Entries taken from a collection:
BEGIN

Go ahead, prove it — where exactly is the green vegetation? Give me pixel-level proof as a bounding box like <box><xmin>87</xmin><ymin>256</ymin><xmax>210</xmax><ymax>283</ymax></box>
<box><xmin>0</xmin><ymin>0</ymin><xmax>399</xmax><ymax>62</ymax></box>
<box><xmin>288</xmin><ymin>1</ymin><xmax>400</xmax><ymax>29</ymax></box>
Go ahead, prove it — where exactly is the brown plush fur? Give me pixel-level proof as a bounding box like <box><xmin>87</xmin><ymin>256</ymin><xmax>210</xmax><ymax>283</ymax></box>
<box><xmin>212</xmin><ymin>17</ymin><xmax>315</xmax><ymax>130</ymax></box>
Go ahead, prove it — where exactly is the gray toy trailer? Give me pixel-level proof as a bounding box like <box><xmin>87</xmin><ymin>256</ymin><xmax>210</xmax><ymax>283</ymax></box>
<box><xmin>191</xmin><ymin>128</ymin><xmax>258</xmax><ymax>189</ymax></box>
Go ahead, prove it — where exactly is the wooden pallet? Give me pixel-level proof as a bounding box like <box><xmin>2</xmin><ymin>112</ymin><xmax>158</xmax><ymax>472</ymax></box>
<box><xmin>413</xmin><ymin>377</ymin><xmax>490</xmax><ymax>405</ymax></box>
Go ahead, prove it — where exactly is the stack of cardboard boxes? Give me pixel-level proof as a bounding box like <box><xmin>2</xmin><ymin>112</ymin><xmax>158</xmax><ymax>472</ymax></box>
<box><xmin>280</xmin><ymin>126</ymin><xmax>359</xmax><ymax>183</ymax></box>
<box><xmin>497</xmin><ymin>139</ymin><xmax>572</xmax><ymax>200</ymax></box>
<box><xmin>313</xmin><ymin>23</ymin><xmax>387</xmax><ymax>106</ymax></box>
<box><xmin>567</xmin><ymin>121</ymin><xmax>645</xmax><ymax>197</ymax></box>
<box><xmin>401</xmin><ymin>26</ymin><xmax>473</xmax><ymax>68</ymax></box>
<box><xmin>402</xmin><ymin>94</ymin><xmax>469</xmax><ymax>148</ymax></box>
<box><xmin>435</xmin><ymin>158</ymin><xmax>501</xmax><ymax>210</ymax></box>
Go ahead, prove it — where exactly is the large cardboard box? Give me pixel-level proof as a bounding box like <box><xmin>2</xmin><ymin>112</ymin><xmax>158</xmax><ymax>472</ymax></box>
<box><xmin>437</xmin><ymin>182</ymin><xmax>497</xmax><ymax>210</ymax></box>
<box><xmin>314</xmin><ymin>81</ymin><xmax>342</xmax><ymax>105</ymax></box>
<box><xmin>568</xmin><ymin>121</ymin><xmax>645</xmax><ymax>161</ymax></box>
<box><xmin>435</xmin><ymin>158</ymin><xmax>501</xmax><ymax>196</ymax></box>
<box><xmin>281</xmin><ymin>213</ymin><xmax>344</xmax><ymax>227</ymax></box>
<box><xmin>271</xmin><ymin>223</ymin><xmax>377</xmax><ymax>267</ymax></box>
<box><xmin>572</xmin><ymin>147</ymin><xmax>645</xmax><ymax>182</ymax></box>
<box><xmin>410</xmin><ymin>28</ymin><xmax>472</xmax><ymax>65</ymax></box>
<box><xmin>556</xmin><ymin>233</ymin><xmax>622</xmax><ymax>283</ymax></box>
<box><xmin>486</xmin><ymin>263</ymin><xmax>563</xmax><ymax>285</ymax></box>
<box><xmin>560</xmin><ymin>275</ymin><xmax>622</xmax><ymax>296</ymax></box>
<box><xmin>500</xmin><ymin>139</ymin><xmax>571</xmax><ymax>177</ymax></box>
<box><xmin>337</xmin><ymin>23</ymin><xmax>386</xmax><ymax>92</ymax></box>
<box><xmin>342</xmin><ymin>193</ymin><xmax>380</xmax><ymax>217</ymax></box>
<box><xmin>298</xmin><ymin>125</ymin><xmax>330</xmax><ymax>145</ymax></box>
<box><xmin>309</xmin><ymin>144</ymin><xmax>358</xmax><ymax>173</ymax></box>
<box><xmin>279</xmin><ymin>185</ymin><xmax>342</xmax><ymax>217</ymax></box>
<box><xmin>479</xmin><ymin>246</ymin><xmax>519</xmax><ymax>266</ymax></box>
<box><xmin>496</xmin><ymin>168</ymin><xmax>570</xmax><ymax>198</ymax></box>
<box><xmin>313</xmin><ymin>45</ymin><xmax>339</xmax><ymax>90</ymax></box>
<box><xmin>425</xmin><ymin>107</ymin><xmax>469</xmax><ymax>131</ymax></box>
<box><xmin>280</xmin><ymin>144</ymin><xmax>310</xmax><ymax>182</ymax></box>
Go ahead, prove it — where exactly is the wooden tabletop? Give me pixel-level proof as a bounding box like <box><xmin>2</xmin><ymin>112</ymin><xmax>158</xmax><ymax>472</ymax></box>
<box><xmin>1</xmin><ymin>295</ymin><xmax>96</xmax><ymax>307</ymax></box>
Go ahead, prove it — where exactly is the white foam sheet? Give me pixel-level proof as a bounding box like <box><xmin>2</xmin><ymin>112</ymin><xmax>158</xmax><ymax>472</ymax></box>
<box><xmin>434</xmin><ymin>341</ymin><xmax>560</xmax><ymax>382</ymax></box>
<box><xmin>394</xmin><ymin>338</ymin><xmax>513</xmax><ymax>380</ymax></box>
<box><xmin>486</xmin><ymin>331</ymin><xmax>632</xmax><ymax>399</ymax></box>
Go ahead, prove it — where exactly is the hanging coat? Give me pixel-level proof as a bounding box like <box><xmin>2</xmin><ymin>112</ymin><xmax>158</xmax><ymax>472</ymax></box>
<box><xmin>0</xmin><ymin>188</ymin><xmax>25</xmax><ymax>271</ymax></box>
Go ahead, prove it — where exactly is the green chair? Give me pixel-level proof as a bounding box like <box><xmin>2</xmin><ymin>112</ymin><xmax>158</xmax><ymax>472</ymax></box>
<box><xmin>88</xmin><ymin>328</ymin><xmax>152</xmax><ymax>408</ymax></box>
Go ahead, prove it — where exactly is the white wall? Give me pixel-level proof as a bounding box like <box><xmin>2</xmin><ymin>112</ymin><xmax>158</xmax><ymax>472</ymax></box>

END

■ The task:
Transcribe the records. Keep every word exactly as it stands.

■ Response area:
Go ahead, prove it — where exactly is the green vegetation? Give me pixel-level proof as a bounding box like <box><xmin>87</xmin><ymin>256</ymin><xmax>210</xmax><ymax>283</ymax></box>
<box><xmin>0</xmin><ymin>0</ymin><xmax>399</xmax><ymax>62</ymax></box>
<box><xmin>288</xmin><ymin>1</ymin><xmax>400</xmax><ymax>29</ymax></box>
Go ahead, prove it — where exactly is the brown plush fur? Give me pixel-level proof as a bounding box like <box><xmin>87</xmin><ymin>256</ymin><xmax>210</xmax><ymax>283</ymax></box>
<box><xmin>212</xmin><ymin>17</ymin><xmax>315</xmax><ymax>130</ymax></box>
Go ahead, prove it — where exactly is the gray toy trailer? Give me pixel-level proof as a bounding box like <box><xmin>87</xmin><ymin>256</ymin><xmax>210</xmax><ymax>283</ymax></box>
<box><xmin>191</xmin><ymin>128</ymin><xmax>258</xmax><ymax>189</ymax></box>
Go ahead, prove it — where exactly is the wooden pallet? Give me pixel-level proof as a bounding box like <box><xmin>2</xmin><ymin>112</ymin><xmax>158</xmax><ymax>472</ymax></box>
<box><xmin>413</xmin><ymin>377</ymin><xmax>490</xmax><ymax>405</ymax></box>
Go ahead, prove it — where exactly is the stack of cardboard boxes? Give me pixel-level proof as a bounding box like <box><xmin>2</xmin><ymin>112</ymin><xmax>158</xmax><ymax>472</ymax></box>
<box><xmin>280</xmin><ymin>126</ymin><xmax>359</xmax><ymax>183</ymax></box>
<box><xmin>497</xmin><ymin>139</ymin><xmax>572</xmax><ymax>200</ymax></box>
<box><xmin>313</xmin><ymin>23</ymin><xmax>387</xmax><ymax>106</ymax></box>
<box><xmin>567</xmin><ymin>121</ymin><xmax>645</xmax><ymax>197</ymax></box>
<box><xmin>401</xmin><ymin>26</ymin><xmax>473</xmax><ymax>68</ymax></box>
<box><xmin>402</xmin><ymin>94</ymin><xmax>469</xmax><ymax>148</ymax></box>
<box><xmin>435</xmin><ymin>158</ymin><xmax>501</xmax><ymax>210</ymax></box>
Go ahead, prove it — where exactly is the large cardboard box? Give me pixel-level proof as a bounding box like <box><xmin>2</xmin><ymin>112</ymin><xmax>158</xmax><ymax>472</ymax></box>
<box><xmin>437</xmin><ymin>182</ymin><xmax>497</xmax><ymax>210</ymax></box>
<box><xmin>314</xmin><ymin>81</ymin><xmax>342</xmax><ymax>105</ymax></box>
<box><xmin>568</xmin><ymin>121</ymin><xmax>645</xmax><ymax>161</ymax></box>
<box><xmin>435</xmin><ymin>158</ymin><xmax>501</xmax><ymax>196</ymax></box>
<box><xmin>281</xmin><ymin>213</ymin><xmax>344</xmax><ymax>227</ymax></box>
<box><xmin>271</xmin><ymin>223</ymin><xmax>377</xmax><ymax>267</ymax></box>
<box><xmin>572</xmin><ymin>147</ymin><xmax>645</xmax><ymax>182</ymax></box>
<box><xmin>410</xmin><ymin>28</ymin><xmax>472</xmax><ymax>65</ymax></box>
<box><xmin>556</xmin><ymin>233</ymin><xmax>622</xmax><ymax>283</ymax></box>
<box><xmin>486</xmin><ymin>263</ymin><xmax>563</xmax><ymax>285</ymax></box>
<box><xmin>560</xmin><ymin>275</ymin><xmax>622</xmax><ymax>296</ymax></box>
<box><xmin>500</xmin><ymin>139</ymin><xmax>571</xmax><ymax>177</ymax></box>
<box><xmin>337</xmin><ymin>23</ymin><xmax>386</xmax><ymax>92</ymax></box>
<box><xmin>342</xmin><ymin>193</ymin><xmax>380</xmax><ymax>217</ymax></box>
<box><xmin>298</xmin><ymin>125</ymin><xmax>330</xmax><ymax>145</ymax></box>
<box><xmin>309</xmin><ymin>144</ymin><xmax>358</xmax><ymax>173</ymax></box>
<box><xmin>279</xmin><ymin>185</ymin><xmax>342</xmax><ymax>217</ymax></box>
<box><xmin>479</xmin><ymin>246</ymin><xmax>519</xmax><ymax>266</ymax></box>
<box><xmin>496</xmin><ymin>168</ymin><xmax>570</xmax><ymax>198</ymax></box>
<box><xmin>313</xmin><ymin>45</ymin><xmax>339</xmax><ymax>90</ymax></box>
<box><xmin>425</xmin><ymin>107</ymin><xmax>469</xmax><ymax>131</ymax></box>
<box><xmin>280</xmin><ymin>144</ymin><xmax>310</xmax><ymax>182</ymax></box>
Go ahead, prove it — where exactly is the wooden tabletop? Give me pixel-level proof as a bounding box like <box><xmin>2</xmin><ymin>112</ymin><xmax>158</xmax><ymax>472</ymax></box>
<box><xmin>1</xmin><ymin>295</ymin><xmax>96</xmax><ymax>307</ymax></box>
Go ahead, prove it — where exactly is the white foam sheet? Give me pixel-level proof as a bounding box like <box><xmin>2</xmin><ymin>112</ymin><xmax>158</xmax><ymax>472</ymax></box>
<box><xmin>434</xmin><ymin>341</ymin><xmax>560</xmax><ymax>382</ymax></box>
<box><xmin>394</xmin><ymin>338</ymin><xmax>513</xmax><ymax>380</ymax></box>
<box><xmin>486</xmin><ymin>331</ymin><xmax>632</xmax><ymax>399</ymax></box>
Go ahead, prove it — where exactly is the hanging coat? Give me pixel-level proof as a bounding box like <box><xmin>2</xmin><ymin>112</ymin><xmax>158</xmax><ymax>472</ymax></box>
<box><xmin>0</xmin><ymin>188</ymin><xmax>25</xmax><ymax>271</ymax></box>
Go ahead, prove it — where exactly is the green chair? Give me pixel-level proof as a bounding box like <box><xmin>2</xmin><ymin>112</ymin><xmax>158</xmax><ymax>472</ymax></box>
<box><xmin>88</xmin><ymin>328</ymin><xmax>152</xmax><ymax>408</ymax></box>
Go ahead, prove it — where exactly is the white wall? Give me pixel-level proof as a bounding box like <box><xmin>2</xmin><ymin>112</ymin><xmax>158</xmax><ymax>472</ymax></box>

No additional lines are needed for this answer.